All of the entries, apart from their pictures, are to be copied verbatim.

↓↓↓

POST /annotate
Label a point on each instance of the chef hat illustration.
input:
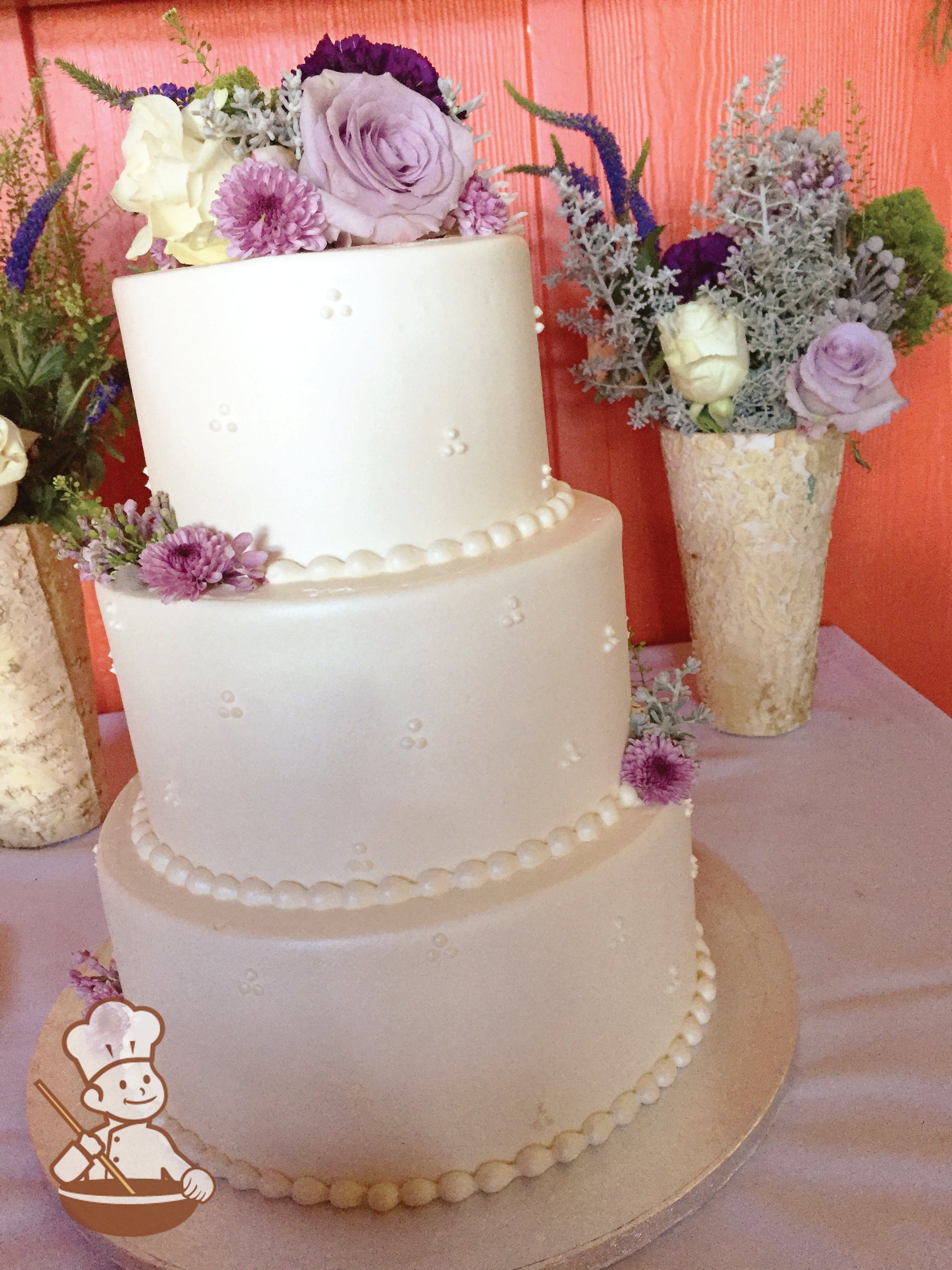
(113, 1032)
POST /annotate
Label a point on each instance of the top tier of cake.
(343, 400)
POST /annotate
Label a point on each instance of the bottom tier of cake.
(427, 1048)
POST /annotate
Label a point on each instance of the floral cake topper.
(362, 142)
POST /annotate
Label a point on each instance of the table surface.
(844, 830)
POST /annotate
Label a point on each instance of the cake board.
(587, 1216)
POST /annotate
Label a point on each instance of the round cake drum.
(586, 1216)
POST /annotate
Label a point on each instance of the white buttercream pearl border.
(407, 558)
(360, 893)
(492, 1177)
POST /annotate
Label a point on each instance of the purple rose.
(697, 261)
(844, 379)
(389, 164)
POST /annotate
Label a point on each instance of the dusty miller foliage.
(663, 708)
(790, 266)
(255, 117)
(625, 299)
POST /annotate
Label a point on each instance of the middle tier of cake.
(362, 729)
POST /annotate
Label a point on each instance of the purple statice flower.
(105, 394)
(193, 558)
(481, 210)
(357, 54)
(174, 92)
(264, 208)
(659, 770)
(31, 228)
(92, 980)
(699, 261)
(160, 255)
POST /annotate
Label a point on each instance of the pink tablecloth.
(844, 829)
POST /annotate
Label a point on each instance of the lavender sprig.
(92, 980)
(105, 543)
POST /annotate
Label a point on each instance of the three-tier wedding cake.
(409, 934)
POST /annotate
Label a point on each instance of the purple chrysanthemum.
(481, 210)
(31, 228)
(699, 261)
(357, 54)
(189, 560)
(92, 980)
(264, 208)
(659, 770)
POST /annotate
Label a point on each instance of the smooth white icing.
(456, 1184)
(411, 417)
(427, 1038)
(433, 716)
(358, 893)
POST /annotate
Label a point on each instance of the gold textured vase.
(753, 515)
(50, 757)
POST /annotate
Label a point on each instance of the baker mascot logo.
(125, 1177)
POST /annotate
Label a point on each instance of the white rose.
(14, 443)
(172, 176)
(705, 349)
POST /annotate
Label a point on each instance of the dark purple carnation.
(700, 261)
(659, 770)
(357, 54)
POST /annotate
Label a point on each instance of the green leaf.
(857, 456)
(640, 165)
(50, 366)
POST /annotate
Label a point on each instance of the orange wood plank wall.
(645, 67)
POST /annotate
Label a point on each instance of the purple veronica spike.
(357, 54)
(105, 394)
(584, 182)
(609, 149)
(174, 92)
(28, 234)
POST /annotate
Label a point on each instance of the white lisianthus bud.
(172, 176)
(14, 443)
(706, 351)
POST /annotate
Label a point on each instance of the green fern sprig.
(92, 83)
(192, 40)
(812, 115)
(859, 148)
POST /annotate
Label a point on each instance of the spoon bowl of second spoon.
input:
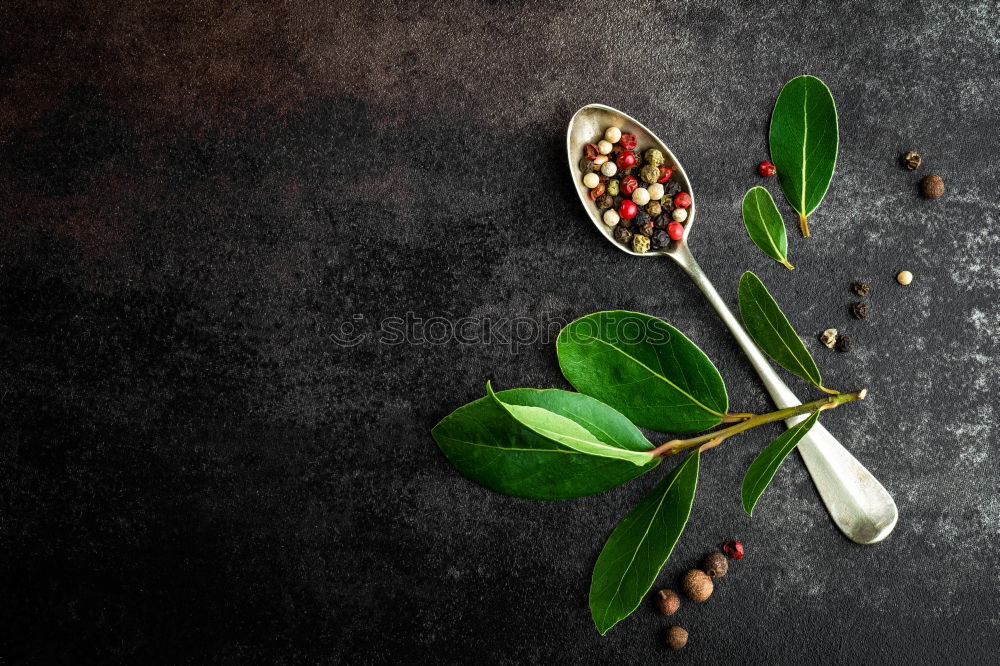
(587, 126)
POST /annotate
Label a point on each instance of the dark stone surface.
(198, 200)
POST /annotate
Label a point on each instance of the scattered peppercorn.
(911, 160)
(932, 186)
(676, 638)
(668, 601)
(697, 585)
(715, 565)
(829, 337)
(733, 549)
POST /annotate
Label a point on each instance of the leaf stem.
(713, 439)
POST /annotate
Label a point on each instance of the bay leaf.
(765, 226)
(644, 368)
(641, 544)
(767, 462)
(769, 328)
(804, 138)
(566, 431)
(489, 446)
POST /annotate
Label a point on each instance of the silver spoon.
(859, 505)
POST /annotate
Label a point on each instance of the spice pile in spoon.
(644, 206)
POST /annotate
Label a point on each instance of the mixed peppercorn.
(635, 191)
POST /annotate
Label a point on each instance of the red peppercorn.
(734, 549)
(628, 185)
(628, 209)
(625, 160)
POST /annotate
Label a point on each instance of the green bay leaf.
(769, 328)
(641, 544)
(767, 462)
(804, 138)
(566, 431)
(644, 368)
(765, 226)
(489, 446)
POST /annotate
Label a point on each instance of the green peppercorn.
(654, 157)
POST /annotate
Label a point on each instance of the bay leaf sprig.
(765, 226)
(630, 369)
(804, 139)
(770, 329)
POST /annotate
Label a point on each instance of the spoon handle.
(859, 505)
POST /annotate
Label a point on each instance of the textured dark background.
(200, 199)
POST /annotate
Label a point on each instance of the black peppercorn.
(623, 235)
(661, 239)
(715, 565)
(911, 160)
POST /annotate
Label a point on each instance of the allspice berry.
(668, 601)
(932, 186)
(676, 638)
(715, 565)
(697, 585)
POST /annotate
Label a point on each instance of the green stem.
(715, 438)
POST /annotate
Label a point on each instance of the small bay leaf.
(769, 328)
(566, 431)
(767, 462)
(645, 368)
(641, 544)
(489, 446)
(765, 226)
(804, 138)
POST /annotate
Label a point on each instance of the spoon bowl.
(587, 126)
(859, 505)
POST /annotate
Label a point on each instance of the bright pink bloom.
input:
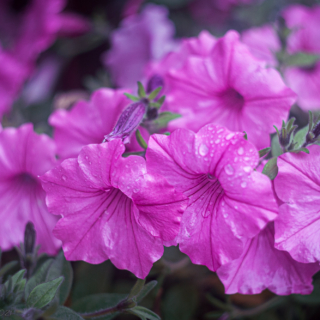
(261, 267)
(112, 209)
(298, 186)
(229, 202)
(305, 24)
(140, 39)
(24, 156)
(263, 43)
(88, 121)
(231, 88)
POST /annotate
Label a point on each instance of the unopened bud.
(128, 122)
(29, 238)
(155, 82)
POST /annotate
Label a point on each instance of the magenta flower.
(230, 87)
(88, 121)
(140, 39)
(263, 43)
(229, 202)
(112, 209)
(298, 186)
(24, 156)
(261, 267)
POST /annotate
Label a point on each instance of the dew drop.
(203, 149)
(230, 136)
(229, 169)
(243, 184)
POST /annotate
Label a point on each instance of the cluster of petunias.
(200, 187)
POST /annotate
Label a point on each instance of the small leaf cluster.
(40, 290)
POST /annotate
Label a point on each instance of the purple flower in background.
(24, 156)
(298, 186)
(229, 202)
(263, 43)
(232, 88)
(261, 267)
(89, 121)
(24, 37)
(111, 209)
(139, 40)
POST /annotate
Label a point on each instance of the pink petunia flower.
(229, 202)
(230, 87)
(89, 121)
(140, 39)
(112, 209)
(261, 267)
(24, 156)
(263, 43)
(298, 186)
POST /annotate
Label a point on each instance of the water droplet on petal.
(203, 149)
(229, 169)
(230, 136)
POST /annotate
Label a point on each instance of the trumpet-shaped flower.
(111, 209)
(232, 88)
(229, 202)
(24, 156)
(261, 267)
(139, 40)
(298, 186)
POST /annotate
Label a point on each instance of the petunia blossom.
(229, 202)
(140, 39)
(232, 88)
(88, 121)
(298, 186)
(261, 267)
(112, 209)
(24, 156)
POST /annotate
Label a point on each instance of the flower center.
(232, 99)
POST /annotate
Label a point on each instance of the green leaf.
(61, 267)
(96, 302)
(7, 267)
(164, 118)
(300, 137)
(264, 152)
(144, 313)
(44, 293)
(154, 93)
(65, 314)
(146, 289)
(39, 277)
(302, 59)
(271, 168)
(141, 91)
(138, 286)
(180, 302)
(276, 149)
(131, 97)
(140, 140)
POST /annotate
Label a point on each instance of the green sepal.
(271, 168)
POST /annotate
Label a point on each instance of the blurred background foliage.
(184, 291)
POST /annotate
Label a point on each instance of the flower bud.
(128, 122)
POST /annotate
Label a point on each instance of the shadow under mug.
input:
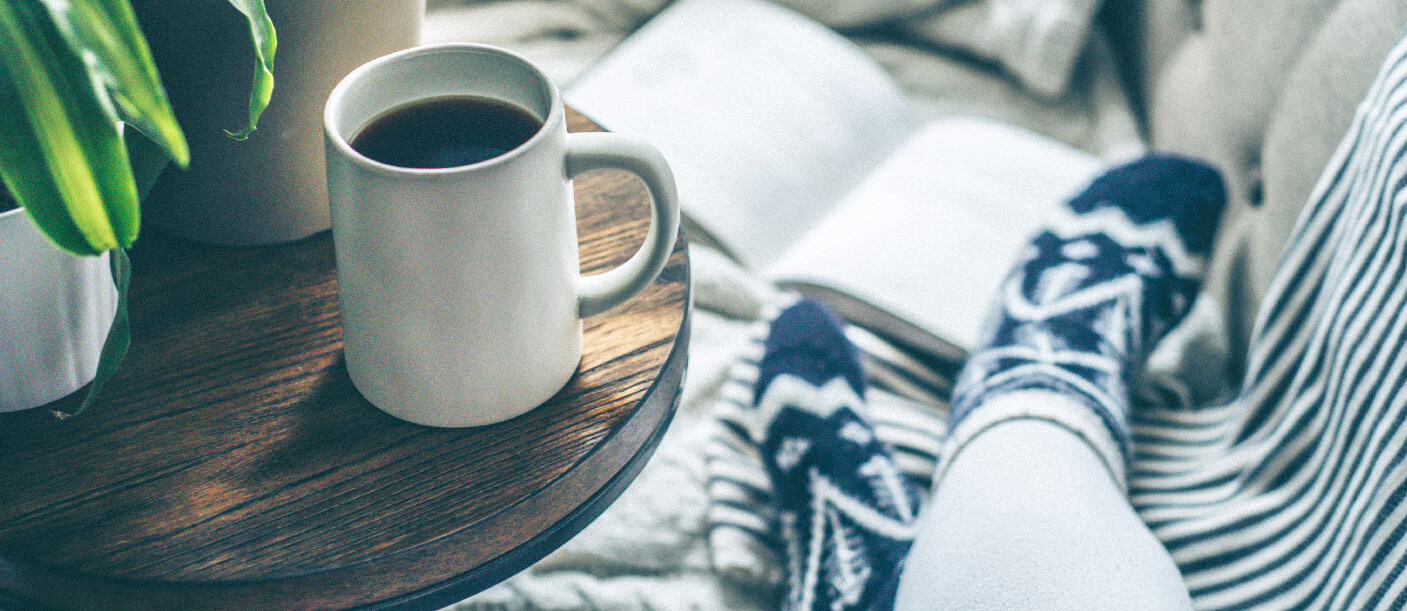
(460, 287)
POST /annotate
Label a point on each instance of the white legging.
(1029, 518)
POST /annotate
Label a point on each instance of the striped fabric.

↑↑↑

• EXERCISE OUTPUT:
POST /annotate
Label a point on each instance of the chef hat illustration.
input:
(113, 1032)
POST /annotate
Label a point on each instance of the top tier of cake.
(343, 400)
POST /annotate
Label a point on each instance of the bottom tier of cake.
(427, 1048)
POST /annotate
Label a point on each instance of the floral cake topper.
(362, 142)
POST /annotate
Label a point on each instance of the table surface.
(844, 830)
POST /annotate
Label a point on each instance of the cake board.
(587, 1216)
POST /annotate
Label a point on each instance of the round cake drum.
(586, 1216)
POST /annotate
Label a point on each instance of the white buttercream pearl border.
(407, 558)
(360, 893)
(492, 1177)
POST /annotate
Label a point on each instance of the purple rose.
(697, 261)
(844, 379)
(389, 164)
POST /annotate
Label a point on each instance of the dusty miller foliage.
(663, 708)
(790, 266)
(255, 117)
(625, 299)
POST /annotate
Label a point on each instance of the middle tier of cake.
(362, 729)
POST /annotate
Label a point on each instance of the purple statice flower.
(105, 394)
(193, 558)
(481, 210)
(357, 54)
(174, 92)
(264, 208)
(659, 770)
(31, 228)
(92, 980)
(699, 261)
(160, 255)
POST /annotate
Label a point on each instance of the pink tablecloth.
(844, 829)
POST /annotate
Label a point on each instance of the lavender sprig.
(92, 980)
(105, 543)
POST /annotate
Label a point on each instance of the three-tier wedding cake.
(409, 934)
POST /annotate
Label a point on each instance of the purple chrysanthemum.
(481, 210)
(31, 228)
(699, 261)
(357, 54)
(189, 560)
(92, 980)
(264, 208)
(659, 770)
POST /annotate
Label a point on each instance of the smooth white icing.
(456, 1184)
(411, 417)
(427, 1038)
(433, 716)
(358, 893)
POST /annotate
Label a point on each instance of the gold textured vase.
(753, 515)
(50, 757)
POST /annotate
Label a point on each instance of the baker mascot logo.
(125, 1177)
POST /annotate
Label a point on each instance of the white rose.
(14, 443)
(172, 176)
(705, 349)
POST /annotate
Label a point on each instance of the dark purple carnation.
(700, 261)
(659, 770)
(357, 54)
POST /annotate
Label a point on each instance of the green leaf.
(857, 456)
(640, 165)
(50, 366)
POST /annotate
Label a point on each instance of the orange wood plank wall.
(645, 67)
POST /annotate
Label a point on each instance of the purple veronica spike.
(357, 54)
(105, 394)
(584, 182)
(609, 149)
(174, 92)
(28, 234)
POST /annotate
Label a point on each instance of the white lisianthus bud.
(172, 176)
(14, 443)
(706, 351)
POST /annotate
Label a point on each instance of the green fern sprig.
(92, 83)
(192, 40)
(812, 115)
(859, 148)
POST /annotate
Label a point on each instance of the spoon bowl of second spoon.
input:
(587, 126)
POST /annotate
Label a point on each instance of the dark stone surface.
(198, 200)
POST /annotate
Label a point on each instance of the scattered peppercorn.
(911, 160)
(932, 186)
(676, 638)
(668, 601)
(697, 585)
(715, 565)
(829, 337)
(733, 549)
POST /annotate
Label a point on each instance of the leaf stem.
(713, 439)
POST /annotate
Label a point on each instance of the bay leaf.
(765, 226)
(644, 368)
(641, 544)
(767, 462)
(769, 328)
(804, 138)
(566, 431)
(489, 446)
POST /annotate
Label a point on each instance of the silver spoon.
(859, 505)
POST /annotate
Label a point on each instance of the spice pile in spoon.
(644, 206)
POST /annotate
Label a point on each instance of the mixed peppercorn.
(635, 191)
POST /annotate
Label a point on each instance of the red peppercorn.
(734, 549)
(628, 185)
(628, 209)
(625, 160)
POST /annotate
Label a point on each instance of the green bay leaf.
(769, 328)
(641, 544)
(767, 462)
(804, 138)
(566, 431)
(644, 368)
(765, 226)
(489, 446)
POST /annotate
Label a point on each instance of the green peppercorn.
(654, 157)
POST /annotate
Label a point on each instance of the bay leaf sprig.
(765, 226)
(630, 369)
(804, 139)
(770, 329)
POST /annotate
Label a point on each instance of the spoon handle.
(859, 505)
POST /annotate
Label a point on each instance of the textured dark background.
(200, 199)
POST /annotate
Label a point on each instance of the black peppercorn.
(623, 235)
(661, 239)
(715, 565)
(911, 160)
POST /annotate
Label a point on each instance of the allspice berry.
(668, 601)
(932, 186)
(676, 638)
(715, 565)
(697, 585)
POST /annotate
Label a point on each instance of the green stem.
(715, 438)
POST /annotate
Label a point on each instance of the small bay leaf.
(769, 328)
(566, 431)
(767, 462)
(645, 368)
(641, 544)
(489, 446)
(765, 226)
(804, 138)
POST /annotate
Label a point on each instance of the spoon bowl.
(587, 126)
(859, 505)
POST /annotate
Label a point on each instance of the bright pink bloom.
input:
(261, 267)
(112, 209)
(298, 186)
(229, 202)
(305, 24)
(140, 39)
(24, 156)
(263, 43)
(88, 121)
(231, 88)
POST /annotate
Label a point on each instance of the unopened bud.
(128, 122)
(29, 238)
(155, 82)
POST /annotate
Label a point on each instance of the magenta flower.
(230, 87)
(88, 121)
(140, 39)
(263, 43)
(229, 202)
(112, 209)
(298, 186)
(24, 156)
(261, 267)
POST /annotate
Label a point on each instance of the dew drop.
(203, 149)
(230, 136)
(229, 169)
(243, 184)
POST /annotate
Label a point on each instance of the cluster of petunias.
(200, 187)
POST /annotate
Label a point on each instance of the small leaf cluster.
(40, 290)
POST /annotate
Label a point on each instance of the purple flower in background.
(24, 156)
(298, 186)
(229, 202)
(263, 43)
(232, 88)
(261, 267)
(89, 121)
(24, 37)
(111, 209)
(139, 40)
POST /annotate
Label a point on each instance of the pink petunia flower.
(229, 202)
(230, 87)
(89, 121)
(140, 39)
(112, 209)
(261, 267)
(24, 156)
(263, 43)
(298, 186)
POST /annotate
Label a point on each instance of the water droplet on petal.
(203, 149)
(229, 169)
(230, 136)
POST /annotate
Label a point on each instance of the trumpet-shaped flower.
(111, 209)
(232, 88)
(229, 202)
(24, 156)
(261, 267)
(139, 40)
(298, 186)
POST /annotate
Label a point on each instance of the petunia blossom.
(229, 202)
(140, 39)
(232, 88)
(88, 121)
(298, 186)
(261, 267)
(112, 209)
(24, 156)
POST /annotate
Label a point on each instance of the flower center.
(232, 99)
POST /annotate
Label a point on each instance of the green leaf.
(61, 267)
(96, 302)
(7, 267)
(164, 118)
(300, 137)
(264, 152)
(144, 313)
(44, 293)
(154, 93)
(65, 314)
(146, 289)
(39, 277)
(302, 59)
(271, 168)
(141, 91)
(138, 286)
(180, 302)
(276, 149)
(131, 97)
(140, 140)
POST /annotate
Label a point on each instance of the green sepal.
(271, 168)
POST /annotate
Label a point on each instance of the blurred background foliage.
(184, 291)
POST /annotate
Label a point on each instance of the flower bud.
(128, 122)
POST /annotate
Label a point on each instance of the shadow under mug.
input:
(460, 287)
POST /annotate
Label a point on each instance of the white legging.
(1029, 518)
POST /annotate
Label a point on each instance of the striped fabric.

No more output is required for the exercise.